**EXTRAIT**

La législation, et pourtant…

Dans son document d’enquête régionale intégrée sur l’emploi et le secteur informel (ERI-ESI) Bénin 2018, l’Institut national de la statistique et de la démographie (INSTAD) définit l’employé comme “toute personne en âge de travailler qui, au cours d’une semaine de référence ou des 7 derniers jours, a réalisé une activité durant au moins une heure, pour produire des biens ou fournir des services en échange d’une rémunération ou d’un profit”. En somme, Gabriel et Rosmonde, se basant sur cette définition de l’INSTAD, sont considérés comme des employés, donc des travailleurs de la République.

Leurs salaires, respectivement 27 000 francs et 30 000 francs, sont largement en deçà de ce que fixe le cadre législatif en matière de rémunération des travailleurs en République du Bénin.

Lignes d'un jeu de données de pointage
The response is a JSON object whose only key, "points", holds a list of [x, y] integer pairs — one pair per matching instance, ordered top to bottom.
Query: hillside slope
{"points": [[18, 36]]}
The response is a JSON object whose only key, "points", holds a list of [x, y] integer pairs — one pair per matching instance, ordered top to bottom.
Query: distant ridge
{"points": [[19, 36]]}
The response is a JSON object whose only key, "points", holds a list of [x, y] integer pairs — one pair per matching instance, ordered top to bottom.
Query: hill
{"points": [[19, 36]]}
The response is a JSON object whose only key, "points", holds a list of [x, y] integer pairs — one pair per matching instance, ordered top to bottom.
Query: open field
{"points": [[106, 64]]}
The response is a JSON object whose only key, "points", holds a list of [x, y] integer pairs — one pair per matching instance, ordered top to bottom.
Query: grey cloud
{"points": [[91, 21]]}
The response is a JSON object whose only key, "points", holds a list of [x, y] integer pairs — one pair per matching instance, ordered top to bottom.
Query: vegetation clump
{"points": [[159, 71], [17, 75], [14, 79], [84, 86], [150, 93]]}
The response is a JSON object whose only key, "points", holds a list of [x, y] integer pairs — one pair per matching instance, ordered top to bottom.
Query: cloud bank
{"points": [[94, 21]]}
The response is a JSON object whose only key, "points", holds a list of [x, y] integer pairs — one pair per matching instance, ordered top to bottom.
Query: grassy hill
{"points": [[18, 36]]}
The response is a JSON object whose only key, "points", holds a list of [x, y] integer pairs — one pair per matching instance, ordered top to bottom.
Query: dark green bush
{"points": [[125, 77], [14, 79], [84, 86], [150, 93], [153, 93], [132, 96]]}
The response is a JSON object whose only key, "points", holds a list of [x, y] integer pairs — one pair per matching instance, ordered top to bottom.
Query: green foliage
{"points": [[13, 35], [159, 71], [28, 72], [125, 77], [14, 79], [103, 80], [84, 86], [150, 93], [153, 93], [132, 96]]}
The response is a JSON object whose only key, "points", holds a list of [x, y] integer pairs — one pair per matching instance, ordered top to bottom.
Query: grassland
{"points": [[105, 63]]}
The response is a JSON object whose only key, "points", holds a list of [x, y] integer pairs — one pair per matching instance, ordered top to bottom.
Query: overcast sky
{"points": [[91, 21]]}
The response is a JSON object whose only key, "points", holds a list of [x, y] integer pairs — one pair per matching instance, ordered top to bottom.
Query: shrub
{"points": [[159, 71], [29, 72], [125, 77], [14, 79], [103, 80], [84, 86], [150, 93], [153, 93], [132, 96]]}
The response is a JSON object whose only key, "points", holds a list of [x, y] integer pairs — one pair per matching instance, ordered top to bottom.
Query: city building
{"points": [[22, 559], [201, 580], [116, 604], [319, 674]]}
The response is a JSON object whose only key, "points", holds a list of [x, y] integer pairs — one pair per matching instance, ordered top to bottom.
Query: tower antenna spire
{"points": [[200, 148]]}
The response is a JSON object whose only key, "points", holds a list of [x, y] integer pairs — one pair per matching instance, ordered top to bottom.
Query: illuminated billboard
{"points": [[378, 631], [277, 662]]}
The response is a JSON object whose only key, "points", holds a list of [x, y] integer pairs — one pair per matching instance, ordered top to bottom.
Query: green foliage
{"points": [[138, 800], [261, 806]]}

**CONSIGNES DE L'EXERCICE**
a) D'après l'extrait, quel est le salaire de Rosmonde ?
b) Restituez, s'il vous plaît, tout le passage de l'extrait depuis « Leurs salaires, respectivement » jusqu'à « République du Bénin. », sans rien modifier.
Ces enregistrements proviennent d'une autre source.

**RÉPONSES COMPLÈTES**
a) 30 000 francs.

b)
Leurs salaires, respectivement 27 000 francs et 30 000 francs, sont largement en deçà de ce que fixe le cadre législatif en matière de rémunération des travailleurs en République du Bénin.